PROVIDED PASSAGE:
● ● ●
Remarkable Results in a Preliminary Clinical Test of a Rapid-Acting Antidepressant Treatment

Remarkable Results in a Preliminary Clinical Test of a Rapid-Acting Antidepressant Treatment

Posted: August 11, 2020
Remarkable Results in a Preliminary Clinical Test of a Rapid-Acting Antidepressant Treatment

Story highlights

A story discussing SAINT, a new protocol for delivering non-invasive brain stimulation. Tested in a small group of highly refractory patients with severe depression, it was remarkably successful, enabling 19 of 21 patients to achieve remission within 5 days. SAINT could serve as a rapid-acting antidepressant treatment for patients in crisis, including those at high risk of suicide.

 

Imagine a new treatment for people with major depression who have not responded to existing treatments—one that acts rapidly and helps a much larger fraction of such patients than any current treatment.

The new treatment has the following characteristics. It is optimized for each patient who receives it. It takes a total of 5 days to receive the full treatment dose. Antidepressant effects are felt by most patients between days 2 and 3. By the end of the 5th day, when the treatment course is completed, 90% of patients are in remission—they are no longer clinically depressed. Those who had reported suicidal thoughts prior to treatment no longer report having such thoughts. The treatment appears to have no serious or lasting side effects. One month after being treated, 70% of patients continue to experience an antidepressant “response”—defined as a reduction in initial symptoms of at least 50%.
● ● ●
TO DO:
a: Reproduce the part of the article on the SAINT depression treatment starting with "Story highlights" and going on through "any current treatment.".
b: Pick up the article on the SAINT depression treatment where it stops and write what comes next.
● ● ●
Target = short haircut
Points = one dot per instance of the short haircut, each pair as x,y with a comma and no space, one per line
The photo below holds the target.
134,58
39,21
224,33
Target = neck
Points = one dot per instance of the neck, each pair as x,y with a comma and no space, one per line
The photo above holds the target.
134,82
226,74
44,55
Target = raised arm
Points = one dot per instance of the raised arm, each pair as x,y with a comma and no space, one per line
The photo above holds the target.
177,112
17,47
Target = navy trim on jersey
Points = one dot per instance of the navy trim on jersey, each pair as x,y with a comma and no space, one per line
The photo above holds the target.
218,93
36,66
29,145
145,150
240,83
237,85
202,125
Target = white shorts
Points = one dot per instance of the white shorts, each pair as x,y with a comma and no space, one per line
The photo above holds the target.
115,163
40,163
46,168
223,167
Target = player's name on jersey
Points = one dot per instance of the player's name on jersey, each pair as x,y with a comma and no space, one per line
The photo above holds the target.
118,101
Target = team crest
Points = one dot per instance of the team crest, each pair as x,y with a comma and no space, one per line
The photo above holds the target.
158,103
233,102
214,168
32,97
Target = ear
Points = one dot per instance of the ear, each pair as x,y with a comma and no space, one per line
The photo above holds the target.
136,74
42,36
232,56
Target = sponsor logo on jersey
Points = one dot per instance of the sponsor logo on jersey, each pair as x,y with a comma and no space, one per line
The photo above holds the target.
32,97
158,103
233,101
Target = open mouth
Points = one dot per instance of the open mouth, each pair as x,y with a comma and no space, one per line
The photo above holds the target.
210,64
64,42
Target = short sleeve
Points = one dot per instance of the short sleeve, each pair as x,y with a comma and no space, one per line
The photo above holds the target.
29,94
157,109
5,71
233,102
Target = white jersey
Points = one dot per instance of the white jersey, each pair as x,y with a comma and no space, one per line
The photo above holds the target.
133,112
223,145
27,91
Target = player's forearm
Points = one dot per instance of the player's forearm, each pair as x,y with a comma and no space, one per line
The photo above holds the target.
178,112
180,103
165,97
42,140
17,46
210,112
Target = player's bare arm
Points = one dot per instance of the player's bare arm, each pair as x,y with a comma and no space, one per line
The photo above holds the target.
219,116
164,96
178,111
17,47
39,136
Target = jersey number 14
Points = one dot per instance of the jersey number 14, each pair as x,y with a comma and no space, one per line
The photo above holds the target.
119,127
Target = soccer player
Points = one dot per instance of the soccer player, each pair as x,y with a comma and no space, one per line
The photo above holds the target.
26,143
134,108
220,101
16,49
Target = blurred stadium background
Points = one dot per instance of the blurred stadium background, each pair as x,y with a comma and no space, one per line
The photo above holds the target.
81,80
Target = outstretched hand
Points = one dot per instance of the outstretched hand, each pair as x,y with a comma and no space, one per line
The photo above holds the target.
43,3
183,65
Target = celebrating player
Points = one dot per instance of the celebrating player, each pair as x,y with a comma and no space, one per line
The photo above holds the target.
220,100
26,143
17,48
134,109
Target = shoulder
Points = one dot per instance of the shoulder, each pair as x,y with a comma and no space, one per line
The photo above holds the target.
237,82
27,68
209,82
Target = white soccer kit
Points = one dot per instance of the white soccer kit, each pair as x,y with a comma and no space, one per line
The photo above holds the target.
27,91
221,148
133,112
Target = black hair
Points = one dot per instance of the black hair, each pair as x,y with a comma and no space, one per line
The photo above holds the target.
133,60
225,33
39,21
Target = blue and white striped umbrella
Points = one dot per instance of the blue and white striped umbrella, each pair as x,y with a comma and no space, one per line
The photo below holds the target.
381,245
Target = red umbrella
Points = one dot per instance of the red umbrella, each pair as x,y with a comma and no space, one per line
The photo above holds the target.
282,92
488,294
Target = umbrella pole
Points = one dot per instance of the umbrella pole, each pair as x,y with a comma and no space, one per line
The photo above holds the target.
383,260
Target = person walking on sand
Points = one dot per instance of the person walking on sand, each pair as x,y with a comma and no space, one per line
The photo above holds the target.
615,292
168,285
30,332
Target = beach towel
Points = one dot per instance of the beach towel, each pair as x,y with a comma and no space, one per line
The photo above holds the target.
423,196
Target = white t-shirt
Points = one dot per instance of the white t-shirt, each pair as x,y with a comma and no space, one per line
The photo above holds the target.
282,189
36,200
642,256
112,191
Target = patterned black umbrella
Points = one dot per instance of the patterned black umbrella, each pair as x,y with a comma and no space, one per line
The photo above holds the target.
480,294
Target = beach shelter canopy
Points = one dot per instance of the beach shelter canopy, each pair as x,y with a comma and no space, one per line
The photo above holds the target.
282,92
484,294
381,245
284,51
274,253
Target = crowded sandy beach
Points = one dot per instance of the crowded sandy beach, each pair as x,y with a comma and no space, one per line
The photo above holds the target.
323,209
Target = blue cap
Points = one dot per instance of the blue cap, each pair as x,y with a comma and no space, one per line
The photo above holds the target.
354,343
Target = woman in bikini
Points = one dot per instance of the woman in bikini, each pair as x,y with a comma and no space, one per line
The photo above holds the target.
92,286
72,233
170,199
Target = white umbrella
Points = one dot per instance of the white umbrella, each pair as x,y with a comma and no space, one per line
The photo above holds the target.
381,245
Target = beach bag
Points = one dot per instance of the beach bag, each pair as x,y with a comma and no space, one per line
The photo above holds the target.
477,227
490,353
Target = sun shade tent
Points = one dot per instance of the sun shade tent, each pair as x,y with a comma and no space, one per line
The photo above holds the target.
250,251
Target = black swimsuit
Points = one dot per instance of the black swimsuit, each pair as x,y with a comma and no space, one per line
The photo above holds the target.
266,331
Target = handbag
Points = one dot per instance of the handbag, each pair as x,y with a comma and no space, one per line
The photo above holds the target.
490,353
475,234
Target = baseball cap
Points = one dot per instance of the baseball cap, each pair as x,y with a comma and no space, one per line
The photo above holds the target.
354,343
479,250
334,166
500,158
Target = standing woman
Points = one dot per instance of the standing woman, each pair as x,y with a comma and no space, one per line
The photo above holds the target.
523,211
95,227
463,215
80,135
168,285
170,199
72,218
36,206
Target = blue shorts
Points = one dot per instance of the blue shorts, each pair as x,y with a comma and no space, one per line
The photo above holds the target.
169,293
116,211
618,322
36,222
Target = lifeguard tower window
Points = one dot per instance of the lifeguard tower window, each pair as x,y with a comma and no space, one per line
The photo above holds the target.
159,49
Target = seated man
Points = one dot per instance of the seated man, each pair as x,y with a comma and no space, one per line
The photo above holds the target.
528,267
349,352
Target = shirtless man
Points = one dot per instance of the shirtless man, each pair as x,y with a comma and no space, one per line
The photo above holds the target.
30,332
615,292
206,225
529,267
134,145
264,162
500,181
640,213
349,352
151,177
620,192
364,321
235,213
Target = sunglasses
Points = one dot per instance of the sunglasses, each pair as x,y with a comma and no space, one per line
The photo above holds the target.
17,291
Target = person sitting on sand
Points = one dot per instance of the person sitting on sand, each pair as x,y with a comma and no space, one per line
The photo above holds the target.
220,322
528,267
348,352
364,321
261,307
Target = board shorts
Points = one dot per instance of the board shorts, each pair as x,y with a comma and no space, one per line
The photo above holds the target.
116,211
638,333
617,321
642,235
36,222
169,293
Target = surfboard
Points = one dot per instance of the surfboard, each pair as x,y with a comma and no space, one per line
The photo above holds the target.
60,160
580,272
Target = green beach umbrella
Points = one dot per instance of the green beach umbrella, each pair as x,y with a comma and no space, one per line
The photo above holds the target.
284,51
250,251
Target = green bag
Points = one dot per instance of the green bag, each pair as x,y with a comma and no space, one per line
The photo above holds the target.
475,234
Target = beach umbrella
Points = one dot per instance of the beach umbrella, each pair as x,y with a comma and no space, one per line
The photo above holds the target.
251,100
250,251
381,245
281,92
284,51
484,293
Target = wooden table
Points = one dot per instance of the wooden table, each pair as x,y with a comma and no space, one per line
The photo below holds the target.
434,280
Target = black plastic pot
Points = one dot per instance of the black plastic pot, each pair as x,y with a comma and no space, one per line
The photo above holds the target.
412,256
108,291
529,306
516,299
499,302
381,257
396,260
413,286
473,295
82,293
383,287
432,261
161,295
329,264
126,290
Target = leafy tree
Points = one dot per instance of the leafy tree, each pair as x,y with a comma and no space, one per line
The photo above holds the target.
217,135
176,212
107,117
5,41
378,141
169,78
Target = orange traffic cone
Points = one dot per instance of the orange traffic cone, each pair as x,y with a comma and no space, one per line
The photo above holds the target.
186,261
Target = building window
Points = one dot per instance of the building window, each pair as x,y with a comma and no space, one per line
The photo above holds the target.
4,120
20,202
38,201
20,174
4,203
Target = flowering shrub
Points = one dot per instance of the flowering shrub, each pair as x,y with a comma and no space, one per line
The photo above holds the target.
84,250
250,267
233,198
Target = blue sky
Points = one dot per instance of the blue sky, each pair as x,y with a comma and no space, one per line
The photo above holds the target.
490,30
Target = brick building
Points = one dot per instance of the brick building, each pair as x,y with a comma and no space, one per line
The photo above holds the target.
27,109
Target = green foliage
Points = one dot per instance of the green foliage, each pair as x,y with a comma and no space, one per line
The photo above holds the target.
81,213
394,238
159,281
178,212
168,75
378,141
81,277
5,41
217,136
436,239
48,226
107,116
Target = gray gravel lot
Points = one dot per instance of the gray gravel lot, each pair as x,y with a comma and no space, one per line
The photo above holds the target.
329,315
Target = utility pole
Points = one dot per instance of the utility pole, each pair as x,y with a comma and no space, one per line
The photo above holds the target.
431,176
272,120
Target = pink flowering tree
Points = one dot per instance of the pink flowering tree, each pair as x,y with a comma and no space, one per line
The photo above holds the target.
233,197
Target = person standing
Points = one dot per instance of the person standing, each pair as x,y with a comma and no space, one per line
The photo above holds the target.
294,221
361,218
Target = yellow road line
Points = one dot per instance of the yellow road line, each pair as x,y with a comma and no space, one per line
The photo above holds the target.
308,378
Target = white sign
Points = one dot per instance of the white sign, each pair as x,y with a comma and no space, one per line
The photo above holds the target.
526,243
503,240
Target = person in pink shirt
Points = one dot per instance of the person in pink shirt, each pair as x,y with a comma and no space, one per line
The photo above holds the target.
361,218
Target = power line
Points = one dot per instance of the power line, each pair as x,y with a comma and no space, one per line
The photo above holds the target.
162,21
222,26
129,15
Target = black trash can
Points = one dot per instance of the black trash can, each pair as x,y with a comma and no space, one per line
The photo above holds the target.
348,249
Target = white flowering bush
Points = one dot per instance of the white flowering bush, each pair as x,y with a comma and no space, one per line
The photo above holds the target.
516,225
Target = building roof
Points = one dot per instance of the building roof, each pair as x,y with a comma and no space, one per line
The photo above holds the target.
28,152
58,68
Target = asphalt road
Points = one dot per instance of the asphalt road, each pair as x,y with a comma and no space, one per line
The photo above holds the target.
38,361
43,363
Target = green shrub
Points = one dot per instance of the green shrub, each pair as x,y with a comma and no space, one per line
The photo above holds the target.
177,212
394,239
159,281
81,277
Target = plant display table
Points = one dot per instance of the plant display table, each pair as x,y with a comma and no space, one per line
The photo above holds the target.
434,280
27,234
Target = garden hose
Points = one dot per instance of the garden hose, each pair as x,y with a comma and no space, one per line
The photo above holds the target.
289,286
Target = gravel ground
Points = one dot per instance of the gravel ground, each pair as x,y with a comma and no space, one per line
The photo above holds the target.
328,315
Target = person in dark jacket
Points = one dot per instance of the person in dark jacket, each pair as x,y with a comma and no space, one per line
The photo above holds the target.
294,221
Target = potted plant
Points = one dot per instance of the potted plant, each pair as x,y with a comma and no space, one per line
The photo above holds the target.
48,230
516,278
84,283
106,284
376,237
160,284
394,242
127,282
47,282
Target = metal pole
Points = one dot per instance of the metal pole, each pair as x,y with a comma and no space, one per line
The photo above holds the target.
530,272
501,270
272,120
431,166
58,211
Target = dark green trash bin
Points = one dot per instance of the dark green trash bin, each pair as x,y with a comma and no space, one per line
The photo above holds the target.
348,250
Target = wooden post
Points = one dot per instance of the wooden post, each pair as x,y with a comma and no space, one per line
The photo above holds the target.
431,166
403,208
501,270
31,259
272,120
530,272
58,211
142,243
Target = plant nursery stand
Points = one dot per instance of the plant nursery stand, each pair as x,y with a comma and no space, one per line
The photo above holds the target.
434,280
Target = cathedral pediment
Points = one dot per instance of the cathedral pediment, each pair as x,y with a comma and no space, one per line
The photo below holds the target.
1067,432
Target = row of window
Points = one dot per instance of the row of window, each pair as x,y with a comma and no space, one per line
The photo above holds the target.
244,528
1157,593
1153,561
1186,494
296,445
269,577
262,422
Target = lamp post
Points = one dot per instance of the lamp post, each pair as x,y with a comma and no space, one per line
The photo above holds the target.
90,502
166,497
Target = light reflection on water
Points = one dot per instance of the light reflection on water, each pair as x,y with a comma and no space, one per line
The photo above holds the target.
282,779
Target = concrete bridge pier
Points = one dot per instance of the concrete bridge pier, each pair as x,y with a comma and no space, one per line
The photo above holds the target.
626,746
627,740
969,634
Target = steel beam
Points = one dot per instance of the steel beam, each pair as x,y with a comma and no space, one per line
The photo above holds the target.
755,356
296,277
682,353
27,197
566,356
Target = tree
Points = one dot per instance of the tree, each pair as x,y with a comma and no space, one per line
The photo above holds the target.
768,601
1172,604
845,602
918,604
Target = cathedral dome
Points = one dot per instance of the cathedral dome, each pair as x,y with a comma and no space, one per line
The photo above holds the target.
● ● ●
EXERCISE RESPONSES:
a:
Story highlights

A story discussing SAINT, a new protocol for delivering non-invasive brain stimulation. Tested in a small group of highly refractory patients with severe depression, it was remarkably successful, enabling 19 of 21 patients to achieve remission within 5 days. SAINT could serve as a rapid-acting antidepressant treatment for patients in crisis, including those at high risk of suicide.

 

Imagine a new treatment for people with major depression who have not responded to existing treatments—one that acts rapidly and helps a much larger fraction of such patients than any current treatment.

b:
This is not a fantasy. It’s a summary of the results of a small, preliminary clinical test of a protocol called the Stanford Accelerated Intelligent Neuromodulation Therapy (SAINT) for treatment-resistant depression. SAINT is a new approach to delivering non-invasive brain stimulation—via a magnetic coil placed just above the scalp and focused on a precise spot in the brain. The results, based on an “open-label” clinical trial involving 21 patients with refractory depression, were reported in the American Journal of Psychiatry in April.

Leading the research team that developed SAINT is Nolan R. Williams, M.D., Assistant Professor of Psychiatry and Behavioral Sciences at the Stanford University Medical Center. Dr. Williams developed the protocol with the help of his two BBRF Young Investigator grants, received in 2016 and 2018. In 2019, Dr. Williams was the recipient of BBRF’s Klerman Prize for Exceptional Clinical Research.

Dr. Williams trained with Mark S. George, M.D., a BBRF Scientific Council member, two-time grantee and 2008 Falcone Prize winner at the Medical University of South Carolina who in the 1990s pioneered the non-invasive brain stimulation method called rTMS (repetitive transcranial magnetic stimulation). In 2008, rTMS was approved by the FDA for treatmentresistant depression, and is now used more broadly in depression, as well as in obsessive-compulsive disorder.

The SAINT protocol developed by Dr. Williams and Stanford colleagues, including Alan Schatzberg, M.D., a senior team member who is also a member of the BBRF Scientific Council, is a refinement of a variant form of rTMS called intermittent theta-burst stimulation, or iTBS. iTBS has been validated in a number of clinical trials, including one led by 2010 BBRF Young Investigator Daniel M. Blumberger, M.D., of the University of Toronto. In iTBS, the patient receives the same “dose” of brain stimulation as in FDAapproved rTMS, but receives it in much shorter treatment sessions, lasting 3 minutes per session as compared with 37 minutes in conventional rTMS. iTBS is now FDA-approved for treating patients with refractory major depression.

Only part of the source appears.